WHAT YOU NEED TO DO: Exactly reproduce the line that contains "Where can you spot the grandstand roof" and all lines after it in the entries below, through the very last line.

DATA LINES:
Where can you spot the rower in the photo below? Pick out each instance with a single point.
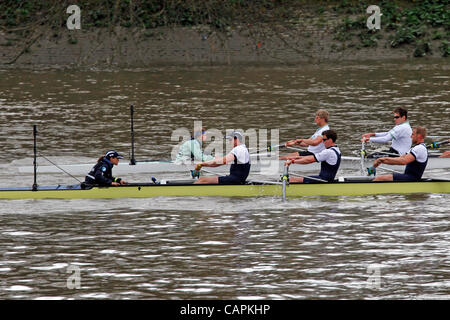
(446, 154)
(101, 173)
(314, 143)
(191, 150)
(400, 135)
(330, 159)
(415, 160)
(239, 159)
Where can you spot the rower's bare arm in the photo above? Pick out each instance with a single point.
(312, 142)
(219, 161)
(368, 135)
(305, 160)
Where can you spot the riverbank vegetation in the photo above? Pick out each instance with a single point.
(417, 24)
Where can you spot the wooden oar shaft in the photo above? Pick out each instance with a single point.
(307, 177)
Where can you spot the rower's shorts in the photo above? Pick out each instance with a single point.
(230, 180)
(404, 177)
(305, 153)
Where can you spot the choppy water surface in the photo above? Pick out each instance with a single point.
(371, 247)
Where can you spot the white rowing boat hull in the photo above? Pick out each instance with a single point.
(258, 167)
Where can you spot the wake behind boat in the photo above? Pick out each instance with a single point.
(186, 188)
(263, 167)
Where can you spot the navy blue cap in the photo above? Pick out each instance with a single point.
(113, 154)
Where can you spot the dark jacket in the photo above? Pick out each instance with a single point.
(101, 174)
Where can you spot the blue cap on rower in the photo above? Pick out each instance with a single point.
(113, 154)
(235, 134)
(199, 133)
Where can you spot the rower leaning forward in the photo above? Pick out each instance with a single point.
(400, 135)
(191, 150)
(329, 158)
(101, 173)
(239, 158)
(314, 143)
(415, 160)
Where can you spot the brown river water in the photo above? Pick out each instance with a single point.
(367, 247)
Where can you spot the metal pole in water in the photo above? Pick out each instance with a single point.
(285, 179)
(35, 156)
(132, 160)
(363, 155)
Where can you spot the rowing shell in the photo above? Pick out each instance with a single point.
(265, 167)
(348, 187)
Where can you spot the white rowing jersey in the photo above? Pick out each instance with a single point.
(328, 155)
(320, 147)
(400, 136)
(241, 154)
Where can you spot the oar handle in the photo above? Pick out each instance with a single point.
(437, 144)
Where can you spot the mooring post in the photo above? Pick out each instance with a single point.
(132, 159)
(35, 156)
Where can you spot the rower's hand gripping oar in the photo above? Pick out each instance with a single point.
(196, 172)
(267, 150)
(437, 144)
(373, 170)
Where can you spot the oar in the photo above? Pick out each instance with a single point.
(373, 170)
(264, 182)
(363, 156)
(196, 173)
(295, 149)
(268, 149)
(384, 152)
(285, 179)
(307, 177)
(437, 144)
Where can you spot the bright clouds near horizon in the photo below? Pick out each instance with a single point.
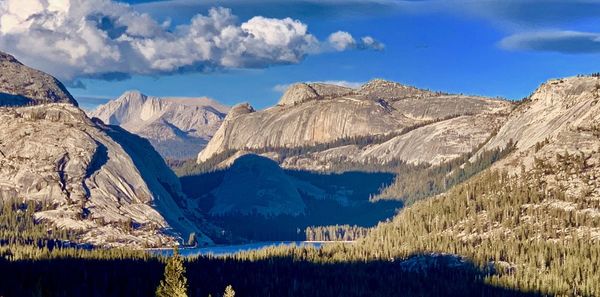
(108, 40)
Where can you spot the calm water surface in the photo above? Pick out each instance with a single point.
(232, 249)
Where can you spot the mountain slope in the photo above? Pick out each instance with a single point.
(178, 128)
(21, 85)
(378, 122)
(558, 126)
(103, 184)
(531, 223)
(98, 178)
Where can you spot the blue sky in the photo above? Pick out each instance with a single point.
(492, 48)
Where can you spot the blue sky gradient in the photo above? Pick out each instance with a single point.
(458, 49)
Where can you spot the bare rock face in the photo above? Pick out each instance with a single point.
(557, 133)
(388, 90)
(178, 128)
(443, 126)
(101, 181)
(21, 85)
(303, 92)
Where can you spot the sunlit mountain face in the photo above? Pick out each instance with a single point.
(299, 148)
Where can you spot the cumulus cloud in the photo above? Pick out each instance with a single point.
(569, 42)
(341, 41)
(108, 40)
(281, 88)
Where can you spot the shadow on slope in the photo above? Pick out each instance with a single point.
(276, 276)
(14, 100)
(161, 181)
(257, 200)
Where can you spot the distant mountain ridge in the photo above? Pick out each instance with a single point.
(105, 185)
(437, 125)
(178, 128)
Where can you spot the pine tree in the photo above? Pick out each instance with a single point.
(229, 292)
(174, 283)
(192, 240)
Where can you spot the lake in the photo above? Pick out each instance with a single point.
(231, 249)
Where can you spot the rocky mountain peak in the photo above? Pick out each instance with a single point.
(567, 91)
(302, 92)
(388, 90)
(297, 93)
(4, 57)
(21, 85)
(239, 109)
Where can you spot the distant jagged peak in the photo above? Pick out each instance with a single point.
(4, 57)
(21, 85)
(384, 89)
(302, 92)
(239, 109)
(132, 95)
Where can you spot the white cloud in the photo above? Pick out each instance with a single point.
(341, 40)
(105, 39)
(281, 88)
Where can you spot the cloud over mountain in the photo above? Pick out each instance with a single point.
(108, 40)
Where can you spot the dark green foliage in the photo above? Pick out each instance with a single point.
(413, 183)
(335, 233)
(174, 282)
(18, 226)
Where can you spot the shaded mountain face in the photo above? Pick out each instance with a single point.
(21, 85)
(97, 178)
(381, 121)
(257, 185)
(105, 184)
(178, 128)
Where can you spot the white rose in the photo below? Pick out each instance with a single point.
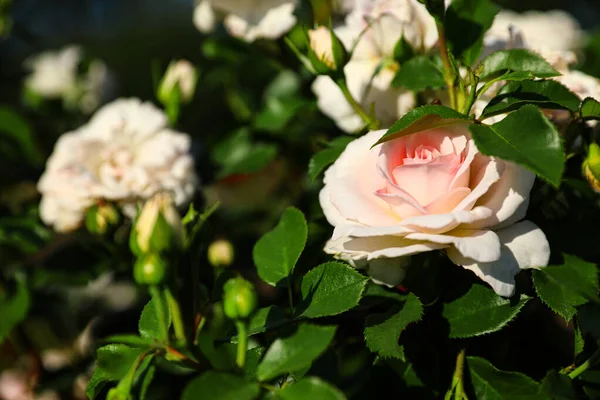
(247, 19)
(125, 154)
(431, 191)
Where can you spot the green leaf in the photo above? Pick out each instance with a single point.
(290, 354)
(527, 138)
(564, 287)
(544, 93)
(481, 311)
(325, 157)
(220, 386)
(238, 154)
(331, 289)
(423, 118)
(311, 388)
(113, 361)
(14, 305)
(516, 60)
(382, 331)
(490, 383)
(419, 73)
(149, 325)
(590, 109)
(466, 23)
(276, 253)
(557, 387)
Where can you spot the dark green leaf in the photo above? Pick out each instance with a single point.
(311, 388)
(149, 325)
(544, 94)
(331, 289)
(14, 305)
(564, 287)
(276, 253)
(527, 138)
(382, 331)
(558, 387)
(423, 118)
(590, 109)
(490, 383)
(220, 386)
(295, 352)
(325, 157)
(419, 73)
(466, 22)
(516, 60)
(481, 311)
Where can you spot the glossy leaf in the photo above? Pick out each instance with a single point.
(480, 311)
(423, 118)
(419, 73)
(311, 388)
(220, 386)
(543, 93)
(564, 287)
(516, 60)
(295, 352)
(490, 383)
(325, 157)
(277, 252)
(331, 289)
(382, 331)
(527, 138)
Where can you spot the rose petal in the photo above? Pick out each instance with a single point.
(524, 246)
(479, 245)
(506, 196)
(370, 248)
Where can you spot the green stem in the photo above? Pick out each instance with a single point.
(176, 315)
(160, 312)
(448, 72)
(358, 109)
(242, 329)
(590, 362)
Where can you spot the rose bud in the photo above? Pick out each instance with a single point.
(591, 167)
(239, 298)
(158, 227)
(179, 82)
(100, 217)
(220, 253)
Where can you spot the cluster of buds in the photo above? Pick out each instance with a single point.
(157, 231)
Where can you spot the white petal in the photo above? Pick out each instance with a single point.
(524, 246)
(478, 245)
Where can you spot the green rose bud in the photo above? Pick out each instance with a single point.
(158, 227)
(220, 253)
(591, 167)
(239, 298)
(150, 269)
(100, 217)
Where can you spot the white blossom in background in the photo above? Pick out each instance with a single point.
(246, 19)
(125, 154)
(55, 75)
(375, 27)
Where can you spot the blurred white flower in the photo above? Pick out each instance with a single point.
(125, 154)
(246, 19)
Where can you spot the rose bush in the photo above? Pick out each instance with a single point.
(431, 190)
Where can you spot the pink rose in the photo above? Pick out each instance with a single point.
(431, 190)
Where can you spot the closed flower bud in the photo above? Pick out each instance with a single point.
(150, 269)
(100, 217)
(179, 82)
(239, 298)
(158, 227)
(220, 253)
(591, 167)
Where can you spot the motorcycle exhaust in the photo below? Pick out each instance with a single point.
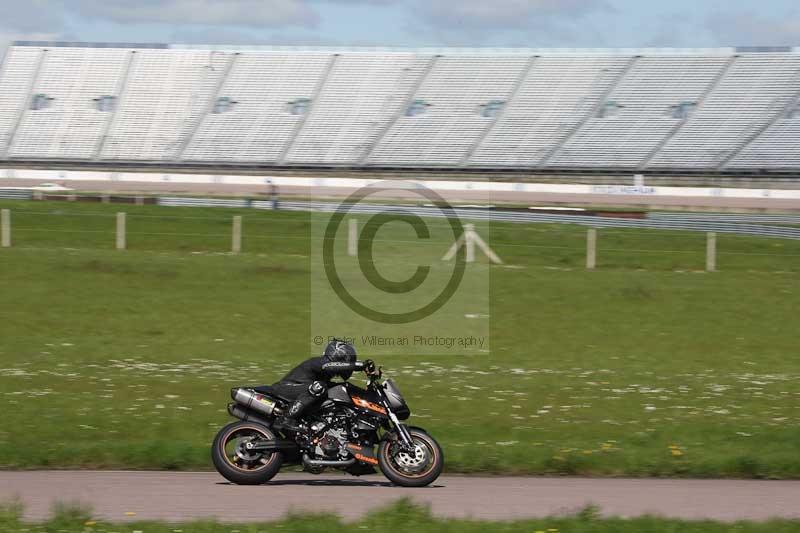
(237, 411)
(307, 461)
(253, 400)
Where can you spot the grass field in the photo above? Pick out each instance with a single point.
(646, 366)
(398, 518)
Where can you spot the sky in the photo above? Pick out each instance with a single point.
(409, 23)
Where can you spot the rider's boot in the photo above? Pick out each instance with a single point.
(286, 423)
(289, 422)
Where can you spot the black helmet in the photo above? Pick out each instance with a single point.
(340, 352)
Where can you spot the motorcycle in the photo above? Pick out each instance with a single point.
(342, 433)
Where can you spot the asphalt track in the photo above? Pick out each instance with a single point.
(174, 496)
(532, 198)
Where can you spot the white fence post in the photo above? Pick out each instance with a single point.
(236, 241)
(5, 228)
(711, 252)
(352, 238)
(121, 231)
(591, 249)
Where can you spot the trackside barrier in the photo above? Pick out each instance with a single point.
(5, 228)
(236, 238)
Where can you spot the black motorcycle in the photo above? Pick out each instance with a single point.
(342, 433)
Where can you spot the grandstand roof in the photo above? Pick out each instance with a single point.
(651, 109)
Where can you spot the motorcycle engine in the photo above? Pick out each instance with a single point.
(332, 443)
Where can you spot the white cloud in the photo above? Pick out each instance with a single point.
(753, 29)
(252, 13)
(543, 21)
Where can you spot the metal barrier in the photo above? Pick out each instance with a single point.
(177, 201)
(667, 223)
(16, 194)
(726, 217)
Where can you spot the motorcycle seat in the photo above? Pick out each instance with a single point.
(266, 389)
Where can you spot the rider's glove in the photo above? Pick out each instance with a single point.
(369, 366)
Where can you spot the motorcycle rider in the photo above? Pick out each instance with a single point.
(309, 381)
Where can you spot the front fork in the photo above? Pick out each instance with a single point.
(406, 442)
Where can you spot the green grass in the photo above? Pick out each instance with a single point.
(400, 517)
(644, 367)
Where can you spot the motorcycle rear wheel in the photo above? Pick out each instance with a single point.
(239, 465)
(417, 469)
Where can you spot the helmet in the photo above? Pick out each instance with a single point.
(340, 352)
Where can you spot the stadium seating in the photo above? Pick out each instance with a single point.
(634, 110)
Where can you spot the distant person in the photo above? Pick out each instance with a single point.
(273, 194)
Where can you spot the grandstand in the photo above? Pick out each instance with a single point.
(721, 110)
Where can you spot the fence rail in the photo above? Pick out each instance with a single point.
(16, 194)
(671, 223)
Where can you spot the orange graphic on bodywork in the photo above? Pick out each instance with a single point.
(368, 405)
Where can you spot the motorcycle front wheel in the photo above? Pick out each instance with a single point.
(239, 465)
(411, 469)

RESULT OF THE EXERCISE:
Where can you spot the grandstand roof in the photo above? Pick out each instance with a single point.
(651, 109)
Where can you spot the motorcycle engine in the photo above? Pick out each instance with a single point.
(332, 443)
Where can you spot the white cloud in the photo above? Pick out each instance with a single point.
(753, 29)
(252, 13)
(543, 21)
Where can you spot the metal barrier in the photo above? Pick out each instance with a single point.
(177, 201)
(667, 223)
(16, 194)
(726, 217)
Where can you spot the motorcycle seat in the photo above? Pick out each instance with a single point.
(266, 389)
Where can you spot the rider's glove in the photo above? Pick out each instance with a single point.
(369, 366)
Where can you spot the motorcycle rider in the photo above? Pick out each instance with a single point.
(309, 381)
Where can you spot the front fork in the photo above? Pick out each instance with a single point.
(406, 442)
Where can you spot the green grass in the photo above? Pick out each instance with a single point.
(400, 517)
(644, 367)
Where can you spot the motorcycle rear wheel in the photo above? Pick out each instance with a single point.
(239, 465)
(417, 469)
Where can you spot the helmet in the photo above? Pick out each instance with a single point.
(340, 352)
Where can you spot the stadium seating in the photo above? Pick out each instance with a single point.
(634, 110)
Where can you spot the distant person in the photo above? Pick out each instance with a single point.
(273, 194)
Where can you spot the grandstand in the photo above? Pick out each instance with a single point.
(721, 110)
Where can you spot the fence rail in the photo above? Pick out each instance with a single point.
(16, 194)
(671, 223)
Where can you spot the orange graphic on bodywork in the photo above? Pick out each instance with a single point.
(368, 405)
Where can you spot the motorcycle front wheel in the photo above? Pick out each instance with a single point.
(239, 465)
(411, 469)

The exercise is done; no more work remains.